"I'd appreciate your help finding the man's ear" appears in one line of the records below. Output that line and each one after it, exactly, through the last line.

####################

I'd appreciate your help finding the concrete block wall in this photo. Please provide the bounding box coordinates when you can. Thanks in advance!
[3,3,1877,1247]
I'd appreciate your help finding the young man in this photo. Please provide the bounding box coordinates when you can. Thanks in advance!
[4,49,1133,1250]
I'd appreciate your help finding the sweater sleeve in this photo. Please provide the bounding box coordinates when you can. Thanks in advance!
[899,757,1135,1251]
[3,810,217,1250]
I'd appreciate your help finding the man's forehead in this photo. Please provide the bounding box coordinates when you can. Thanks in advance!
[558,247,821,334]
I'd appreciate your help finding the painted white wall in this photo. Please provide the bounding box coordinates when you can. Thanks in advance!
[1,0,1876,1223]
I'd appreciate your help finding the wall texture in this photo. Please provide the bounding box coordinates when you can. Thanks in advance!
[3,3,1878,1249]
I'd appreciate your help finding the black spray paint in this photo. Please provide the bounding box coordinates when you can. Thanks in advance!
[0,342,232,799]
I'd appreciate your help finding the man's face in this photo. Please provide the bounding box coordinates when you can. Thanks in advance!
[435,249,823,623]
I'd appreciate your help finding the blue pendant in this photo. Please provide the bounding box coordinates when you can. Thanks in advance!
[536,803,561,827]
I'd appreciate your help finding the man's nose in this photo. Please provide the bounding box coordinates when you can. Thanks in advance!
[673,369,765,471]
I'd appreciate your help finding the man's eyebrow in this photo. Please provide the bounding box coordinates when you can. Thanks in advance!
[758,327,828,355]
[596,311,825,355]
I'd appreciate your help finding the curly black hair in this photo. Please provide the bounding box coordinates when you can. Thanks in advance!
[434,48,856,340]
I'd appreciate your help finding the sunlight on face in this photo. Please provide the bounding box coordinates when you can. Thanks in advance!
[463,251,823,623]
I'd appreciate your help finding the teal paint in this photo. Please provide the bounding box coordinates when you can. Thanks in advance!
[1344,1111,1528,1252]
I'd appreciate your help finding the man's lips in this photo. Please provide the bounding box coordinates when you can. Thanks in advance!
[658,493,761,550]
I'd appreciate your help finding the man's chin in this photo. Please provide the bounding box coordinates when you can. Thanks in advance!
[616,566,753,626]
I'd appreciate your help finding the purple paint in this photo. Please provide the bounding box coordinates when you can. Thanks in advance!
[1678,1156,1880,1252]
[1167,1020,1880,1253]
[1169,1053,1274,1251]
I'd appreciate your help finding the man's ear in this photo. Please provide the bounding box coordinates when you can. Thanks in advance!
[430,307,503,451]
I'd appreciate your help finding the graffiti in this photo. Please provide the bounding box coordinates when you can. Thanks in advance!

####################

Answer box:
I'd appreciate your help finding the man's ear in this photo. Please provide the bounding box coordinates when you can. Thanks in advance!
[430,307,503,451]
I'd appreciate your help finding the graffiti in this photo. Please provide the bounding box coordinates when you can. Thanks in advance!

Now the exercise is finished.